HOW TO COMPLETE THIS TASK:
Copy every record verbatim but exclude the pictures.

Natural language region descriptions
++++++++++++++++++++

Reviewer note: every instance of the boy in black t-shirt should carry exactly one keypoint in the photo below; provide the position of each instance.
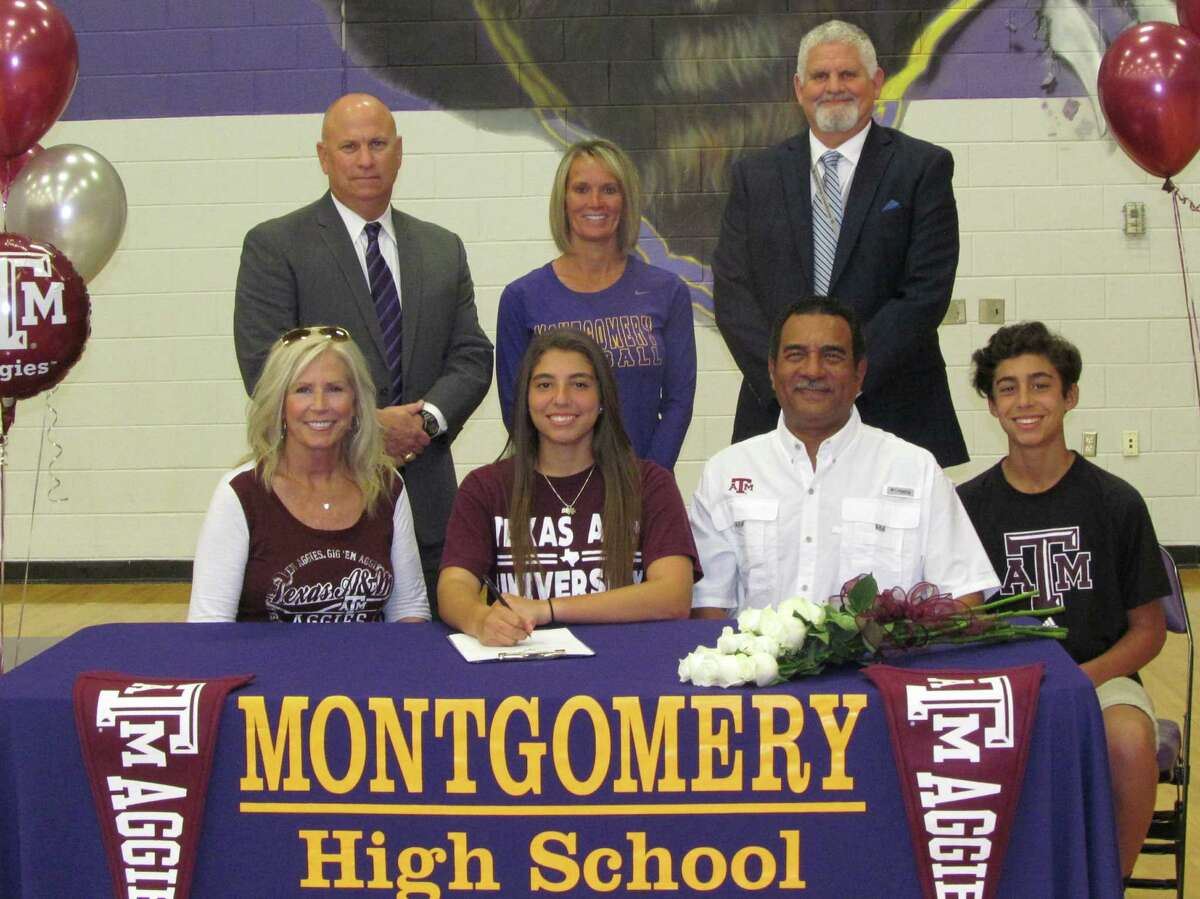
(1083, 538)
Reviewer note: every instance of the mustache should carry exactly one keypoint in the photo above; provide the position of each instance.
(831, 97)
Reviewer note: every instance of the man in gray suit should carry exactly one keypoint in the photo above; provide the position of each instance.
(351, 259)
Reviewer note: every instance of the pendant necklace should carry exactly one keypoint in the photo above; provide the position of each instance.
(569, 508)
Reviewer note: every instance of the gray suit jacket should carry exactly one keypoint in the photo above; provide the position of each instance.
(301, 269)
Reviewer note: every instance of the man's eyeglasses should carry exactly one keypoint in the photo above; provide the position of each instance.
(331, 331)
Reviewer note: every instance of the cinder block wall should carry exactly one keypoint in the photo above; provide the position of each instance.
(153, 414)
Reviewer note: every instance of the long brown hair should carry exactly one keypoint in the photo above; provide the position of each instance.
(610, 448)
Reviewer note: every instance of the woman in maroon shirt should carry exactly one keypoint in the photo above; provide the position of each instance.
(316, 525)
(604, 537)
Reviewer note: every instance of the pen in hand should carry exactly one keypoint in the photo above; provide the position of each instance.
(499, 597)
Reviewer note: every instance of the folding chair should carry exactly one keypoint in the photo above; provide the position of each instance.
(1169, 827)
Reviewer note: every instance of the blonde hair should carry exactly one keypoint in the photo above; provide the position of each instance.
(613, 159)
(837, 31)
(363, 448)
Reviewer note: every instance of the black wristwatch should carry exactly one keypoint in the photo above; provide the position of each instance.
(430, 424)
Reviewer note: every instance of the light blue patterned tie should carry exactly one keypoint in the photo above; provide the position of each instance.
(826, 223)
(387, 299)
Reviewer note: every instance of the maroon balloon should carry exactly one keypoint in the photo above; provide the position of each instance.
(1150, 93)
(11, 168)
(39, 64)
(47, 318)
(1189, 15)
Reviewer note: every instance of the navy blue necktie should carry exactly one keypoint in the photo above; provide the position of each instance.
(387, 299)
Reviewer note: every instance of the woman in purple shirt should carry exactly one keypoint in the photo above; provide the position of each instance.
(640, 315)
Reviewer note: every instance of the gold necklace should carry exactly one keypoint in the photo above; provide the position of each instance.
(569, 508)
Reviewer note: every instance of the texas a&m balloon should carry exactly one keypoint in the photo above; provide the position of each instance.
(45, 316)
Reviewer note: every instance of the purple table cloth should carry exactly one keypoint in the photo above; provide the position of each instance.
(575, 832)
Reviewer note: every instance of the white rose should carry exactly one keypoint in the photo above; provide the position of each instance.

++++++++++++++++++++

SOLUTION FOR THIS TASK:
Reviewer note: every instance of the boy in black t-shirt should carry exactly one keypoint in the photo below; provide the position of each instance.
(1083, 538)
Reviewer note: every instance of the mustache should carry exactly one keypoint in the photo above; provide the position of each instance.
(831, 97)
Reviewer note: every instance of the man in gray suit should carry exactly one keypoint in the photo above; provide the position of each instance.
(351, 259)
Reviewer note: every instance of the pendant necklace should carry exactly one keypoint in the photo above; provide the position of each instance.
(569, 508)
Reviewer note: every instance of the gray suit jacket should carry exactly one keypoint in the photo above; provide the position of each instance.
(301, 269)
Reviewer note: every instance of the man's eyeglasses should carry exactly one keypoint in the photo above; provide the position of each instance.
(331, 331)
Reviewer note: every instance of the cinder block wall should carry exactly one keypoint in the photo above; provide the position of each instance.
(153, 414)
Reviewer note: every instance of the long brown hair should carry exactly one keypoint in the photo above; provide the position of each instance.
(610, 448)
Reviewer note: every instance of the woman in maroon shirt should carry exactly one keypoint in the photo above; provide the position of each instance.
(316, 525)
(604, 537)
Reviewer note: every instance of the pen in hand should carry exactly one keypoint in the photo above; provide the position of each instance.
(499, 597)
Reviewer note: every instance of the folding chair should carry exactly one keypoint in the photo above; provide the position of each instance.
(1169, 827)
Reviewer note: every instance of the blonde hair should carry exactly one keypoint in the photo above; provide the position of each instance.
(613, 159)
(837, 31)
(363, 448)
Reviewer note: every instance of the black wristwatch should carry exactly one keypoint in the photo above; provide the position of each instance.
(430, 424)
Reviewer note: every instance of the light blue patterned tie should carry exactly one keypoint in the photo above; provide the position of each instance.
(826, 223)
(387, 299)
Reviewer note: every instance of the maroon balloon should carry exactly one keypoint in the photo above; provide the position of each instance.
(1150, 93)
(11, 168)
(39, 64)
(47, 318)
(1189, 15)
Reviewer note: every instance of the navy blue necktie should carry exactly one keypoint in the photo above; provide the position of each instance.
(387, 299)
Reviewer note: every instance of the woman in purple shirt should carry exactly one keypoint in the photo above; provide the position of each instance.
(640, 315)
Reviewer note: every instance of the gold necklace should carry exactly one keypoint in the photo above; provide the position of each instance.
(569, 508)
Reviewer note: every instance of the texas a&m balloon should carry exactly one keypoint in the photo above; provide the position of each instance.
(45, 316)
Reviewer note: every instance of the purple table cloth should carry exactly one keypoint in the photo above; provide the position of each instance.
(575, 832)
Reviewer note: every instance of the white rose should carry exactly one keypoint in the photo above; provide the position of each instance.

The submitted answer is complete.